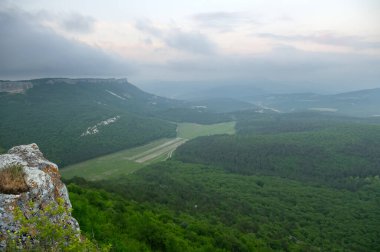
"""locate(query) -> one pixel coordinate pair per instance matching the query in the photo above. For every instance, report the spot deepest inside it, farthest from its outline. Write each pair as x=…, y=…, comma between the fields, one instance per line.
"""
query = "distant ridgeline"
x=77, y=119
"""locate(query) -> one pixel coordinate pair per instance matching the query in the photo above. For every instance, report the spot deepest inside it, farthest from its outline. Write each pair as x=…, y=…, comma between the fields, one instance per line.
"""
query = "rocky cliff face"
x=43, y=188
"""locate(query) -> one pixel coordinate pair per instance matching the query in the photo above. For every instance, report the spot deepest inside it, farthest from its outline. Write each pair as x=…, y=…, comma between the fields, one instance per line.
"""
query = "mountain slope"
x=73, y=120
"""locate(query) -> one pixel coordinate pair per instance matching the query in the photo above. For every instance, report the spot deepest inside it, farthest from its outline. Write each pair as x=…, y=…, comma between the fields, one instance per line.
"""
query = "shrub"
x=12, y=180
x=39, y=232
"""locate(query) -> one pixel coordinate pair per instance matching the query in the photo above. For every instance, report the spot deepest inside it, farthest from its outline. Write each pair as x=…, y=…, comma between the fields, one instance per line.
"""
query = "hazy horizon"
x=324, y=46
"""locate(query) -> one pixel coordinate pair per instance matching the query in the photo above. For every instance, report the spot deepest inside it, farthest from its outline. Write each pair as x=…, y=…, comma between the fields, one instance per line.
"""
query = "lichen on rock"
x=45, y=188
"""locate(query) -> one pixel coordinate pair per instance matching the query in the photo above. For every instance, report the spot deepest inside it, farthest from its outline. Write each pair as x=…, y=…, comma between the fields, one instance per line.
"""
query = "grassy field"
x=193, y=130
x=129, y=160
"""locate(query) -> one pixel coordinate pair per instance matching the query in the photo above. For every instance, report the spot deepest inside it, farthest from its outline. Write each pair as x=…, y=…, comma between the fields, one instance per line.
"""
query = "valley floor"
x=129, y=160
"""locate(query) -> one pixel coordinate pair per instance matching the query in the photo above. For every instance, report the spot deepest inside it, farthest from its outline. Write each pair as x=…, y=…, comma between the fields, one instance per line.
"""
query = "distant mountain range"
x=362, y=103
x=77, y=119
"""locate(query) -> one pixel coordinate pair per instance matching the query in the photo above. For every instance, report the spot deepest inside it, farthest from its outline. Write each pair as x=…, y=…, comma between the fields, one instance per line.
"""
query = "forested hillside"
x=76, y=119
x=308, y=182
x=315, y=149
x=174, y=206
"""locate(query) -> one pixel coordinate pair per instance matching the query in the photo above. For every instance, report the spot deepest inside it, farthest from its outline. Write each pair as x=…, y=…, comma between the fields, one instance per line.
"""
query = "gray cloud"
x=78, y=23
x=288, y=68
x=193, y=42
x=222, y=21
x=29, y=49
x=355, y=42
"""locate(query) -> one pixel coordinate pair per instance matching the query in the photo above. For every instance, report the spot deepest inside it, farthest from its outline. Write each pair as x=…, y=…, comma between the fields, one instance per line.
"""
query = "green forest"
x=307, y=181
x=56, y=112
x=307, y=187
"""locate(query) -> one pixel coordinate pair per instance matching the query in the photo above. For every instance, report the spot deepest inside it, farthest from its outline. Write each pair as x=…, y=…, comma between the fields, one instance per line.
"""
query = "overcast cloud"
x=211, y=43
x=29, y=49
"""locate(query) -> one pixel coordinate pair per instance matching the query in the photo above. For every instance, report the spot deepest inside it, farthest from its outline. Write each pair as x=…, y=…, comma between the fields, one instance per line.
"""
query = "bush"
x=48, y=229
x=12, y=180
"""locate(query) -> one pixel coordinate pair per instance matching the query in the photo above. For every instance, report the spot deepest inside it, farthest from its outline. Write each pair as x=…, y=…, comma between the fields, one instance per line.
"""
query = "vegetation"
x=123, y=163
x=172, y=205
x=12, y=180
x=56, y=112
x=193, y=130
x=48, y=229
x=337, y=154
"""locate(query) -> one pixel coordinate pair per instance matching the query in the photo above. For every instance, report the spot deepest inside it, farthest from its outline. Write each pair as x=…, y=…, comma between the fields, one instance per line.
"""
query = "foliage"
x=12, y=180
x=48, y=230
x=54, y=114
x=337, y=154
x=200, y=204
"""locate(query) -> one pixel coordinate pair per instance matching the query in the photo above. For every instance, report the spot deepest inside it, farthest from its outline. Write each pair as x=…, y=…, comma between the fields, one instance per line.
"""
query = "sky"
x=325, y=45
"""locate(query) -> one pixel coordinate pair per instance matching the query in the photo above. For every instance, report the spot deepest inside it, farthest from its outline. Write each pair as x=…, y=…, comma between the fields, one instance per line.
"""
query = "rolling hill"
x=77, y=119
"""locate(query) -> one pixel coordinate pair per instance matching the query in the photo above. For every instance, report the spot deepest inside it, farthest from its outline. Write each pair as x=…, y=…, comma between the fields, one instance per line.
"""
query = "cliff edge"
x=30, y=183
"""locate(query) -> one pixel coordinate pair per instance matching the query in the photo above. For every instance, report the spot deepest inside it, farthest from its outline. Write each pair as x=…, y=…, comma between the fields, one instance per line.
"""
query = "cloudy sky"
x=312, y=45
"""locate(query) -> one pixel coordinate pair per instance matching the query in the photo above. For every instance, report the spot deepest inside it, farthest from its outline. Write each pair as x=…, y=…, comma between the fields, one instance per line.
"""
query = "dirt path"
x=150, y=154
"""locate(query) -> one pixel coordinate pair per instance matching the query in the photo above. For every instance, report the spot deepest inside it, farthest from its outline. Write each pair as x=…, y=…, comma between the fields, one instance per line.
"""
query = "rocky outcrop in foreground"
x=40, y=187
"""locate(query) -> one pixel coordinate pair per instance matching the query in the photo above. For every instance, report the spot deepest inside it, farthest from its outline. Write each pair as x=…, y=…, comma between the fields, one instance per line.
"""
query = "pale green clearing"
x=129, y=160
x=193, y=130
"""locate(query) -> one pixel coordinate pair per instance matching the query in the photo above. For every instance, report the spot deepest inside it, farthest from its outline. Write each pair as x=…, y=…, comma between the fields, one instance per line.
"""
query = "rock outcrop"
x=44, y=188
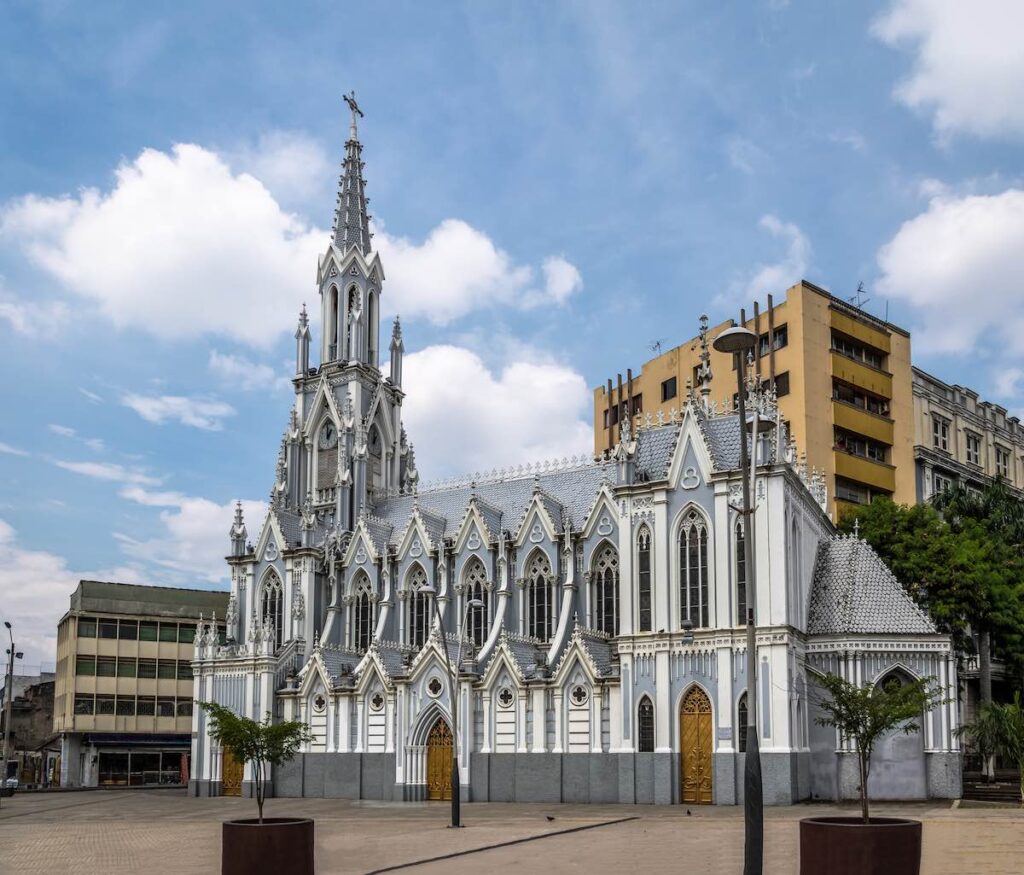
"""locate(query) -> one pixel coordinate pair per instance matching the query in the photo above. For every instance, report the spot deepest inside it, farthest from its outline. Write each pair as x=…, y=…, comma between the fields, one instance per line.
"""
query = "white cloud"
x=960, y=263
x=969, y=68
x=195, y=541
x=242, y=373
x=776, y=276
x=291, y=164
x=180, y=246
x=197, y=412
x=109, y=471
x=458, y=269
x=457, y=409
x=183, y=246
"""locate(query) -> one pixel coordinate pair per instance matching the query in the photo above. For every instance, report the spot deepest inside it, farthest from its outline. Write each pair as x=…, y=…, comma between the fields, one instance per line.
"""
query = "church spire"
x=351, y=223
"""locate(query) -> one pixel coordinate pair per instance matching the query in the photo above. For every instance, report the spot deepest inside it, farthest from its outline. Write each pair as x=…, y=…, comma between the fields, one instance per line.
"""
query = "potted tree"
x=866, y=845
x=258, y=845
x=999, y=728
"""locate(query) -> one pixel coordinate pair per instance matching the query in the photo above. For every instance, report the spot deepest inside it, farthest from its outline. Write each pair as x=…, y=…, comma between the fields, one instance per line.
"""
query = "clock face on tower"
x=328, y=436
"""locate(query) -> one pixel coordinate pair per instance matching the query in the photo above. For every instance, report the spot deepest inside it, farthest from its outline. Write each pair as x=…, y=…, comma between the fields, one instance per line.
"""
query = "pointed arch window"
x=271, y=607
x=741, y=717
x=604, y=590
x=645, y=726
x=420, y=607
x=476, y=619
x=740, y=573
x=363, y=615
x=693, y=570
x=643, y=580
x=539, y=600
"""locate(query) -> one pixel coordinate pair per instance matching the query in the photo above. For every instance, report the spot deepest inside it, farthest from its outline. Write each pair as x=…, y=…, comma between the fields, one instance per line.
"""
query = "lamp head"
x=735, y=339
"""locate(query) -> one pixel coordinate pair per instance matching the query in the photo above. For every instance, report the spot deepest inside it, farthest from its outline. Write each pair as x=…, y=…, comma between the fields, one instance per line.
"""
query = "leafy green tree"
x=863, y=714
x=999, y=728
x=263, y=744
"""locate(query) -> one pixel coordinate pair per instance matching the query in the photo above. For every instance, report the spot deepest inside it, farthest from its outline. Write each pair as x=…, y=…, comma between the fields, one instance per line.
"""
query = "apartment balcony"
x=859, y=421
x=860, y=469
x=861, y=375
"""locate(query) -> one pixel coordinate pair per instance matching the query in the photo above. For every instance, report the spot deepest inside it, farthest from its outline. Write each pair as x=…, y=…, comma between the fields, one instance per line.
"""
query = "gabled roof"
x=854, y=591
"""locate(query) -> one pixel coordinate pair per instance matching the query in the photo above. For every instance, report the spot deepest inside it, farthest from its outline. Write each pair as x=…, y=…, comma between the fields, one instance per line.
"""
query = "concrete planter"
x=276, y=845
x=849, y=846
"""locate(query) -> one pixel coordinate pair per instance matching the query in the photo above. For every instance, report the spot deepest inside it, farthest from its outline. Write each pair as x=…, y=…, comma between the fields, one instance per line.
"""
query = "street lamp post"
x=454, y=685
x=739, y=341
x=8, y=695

◇ ◇ ◇ ◇ ◇

STATED TASK: Move the rows, starting with the first one and going on through the line with "x=73, y=120", into your reply, keeping the requests and adding -42 to every coordinate in the answers but not to anything in the requests. Leave the pictures out.

EXPECTED ANSWER:
"""locate(query) -> one pixel coordinate pair per instance matching the query in the photo above. For every instance, report the spot deepest inside it, farthest from its outline. Write each pair as x=…, y=…, comma between the fields, one instance per line.
"""
query = "distant ridgeline"
x=35, y=77
"""locate(query) -> one pixel coordinate pair per instance matching the query in the photo above. For every instance, report the spot deepest inside it, farthest from its outline. Write each pair as x=…, y=…, comma between the fields, one instance per line.
"""
query = "rocky cliff face"
x=1, y=146
"""locate(query) -> one pixel coordinate pair per instance matching the query in the photo above. For every instance, report the spot deepest inside it, farthest from its outline. Write each pair as x=…, y=…, comma between the fields, one instance per line.
"""
query = "mountain slope"
x=31, y=78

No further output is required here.